ABOUT THIS EXERCISE
Extend the news report below on drinking and drug use among children of deployed military parents, picking up after its last sentence.

GIVEN PASSAGE
By Kathryn Doyle
NEW YORK (Reuters Health) - Teens and preteens with a parent deployed in the military may be more likely to binge drink or misuse prescription drugs, according to a new study.
Previous studies have found that with a parent's multiple deployments come higher levels of depression and more thoughts of suicide among children. But the new study is the first to focus on alcohol and drug use, senior author Stephan Arndt told Reuters Health.
"What was sort of surprising to me was that I had expected those effects for high school (students), but we saw it in sixth graders too," said Arndt, a psychiatry researcher at the University of Iowa in Iowa City.
Arndt and his colleagues analyzed statewide survey data from Iowa students in 2010, when 1.2 million American children had a parent in the active duty military. They compared data from 1,700 kids of deployed parents and 57,000 kids from non-military families, including sixth, eighth and 11th graders.
Twelve percent of sixth graders with a deployed parent had tried alcohol and seven percent had consumed five or more drinks in one sitting, compared to four and two percent of children of non-military parents, respectively.
Among eleventh graders, 29 percent of military children had binge drank in the past month and 15 percent had smoked pot, compared to 22 percent and 10 percent of non-military kids.

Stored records
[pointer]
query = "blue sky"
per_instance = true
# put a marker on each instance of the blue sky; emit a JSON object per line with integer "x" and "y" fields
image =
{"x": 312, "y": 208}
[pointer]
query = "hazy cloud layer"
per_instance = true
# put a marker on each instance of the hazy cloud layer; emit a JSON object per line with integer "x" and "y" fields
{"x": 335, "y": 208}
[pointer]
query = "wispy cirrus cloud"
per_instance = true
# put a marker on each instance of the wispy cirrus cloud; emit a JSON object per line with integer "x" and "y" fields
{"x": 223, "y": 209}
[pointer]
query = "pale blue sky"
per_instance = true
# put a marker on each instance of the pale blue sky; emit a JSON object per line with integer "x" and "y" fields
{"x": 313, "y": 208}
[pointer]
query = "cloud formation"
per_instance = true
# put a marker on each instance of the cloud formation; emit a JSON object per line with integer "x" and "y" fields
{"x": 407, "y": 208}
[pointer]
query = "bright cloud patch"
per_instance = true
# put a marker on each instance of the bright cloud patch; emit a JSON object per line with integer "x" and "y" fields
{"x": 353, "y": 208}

RESULT FOR THIS EXERCISE
Fifteen percent of all kids and teens in the deployed-parent group compared to seven percent of other youth had misused prescription drugs in the past month, the researchers reported in the journal Addiction.
"This research just adds further to the mounting evidence that there are negative mental health effects on children associated with parental military deployment," Dr. Timothy Shope, a pediatrician at Children's Hospital of Pittsburgh, told Reuters Health by email.
The study looked at only one point in time and did not track the kids before and after their parents were deployed - so the researchers can't say for certain that deployment caused risky behaviors, according to Dr. Timothy Roberts, an adolescent medicine specialist at Naval Medical Center San Diego, who was not involved in the study.
There are several long-term studies of military children funded by the U.S. government going on now that will yield more definitive results, Roberts told Reuters Health in an email.
This study primarily included Army Reserve and National Guard families in Iowa, with parents who would have worked civilian jobs before deployment and whose families didn't live on military bases. Those children may be most vulnerable to the upheaval of deployment, noted Shope, who served for 21 years in the Navy before retiring in 2011.
On bases, full-time active duty military live near built-in support systems as well as other military families who look out for each other during deployment, but Army Reserve and National Guard families often don't have those resources, Shope said.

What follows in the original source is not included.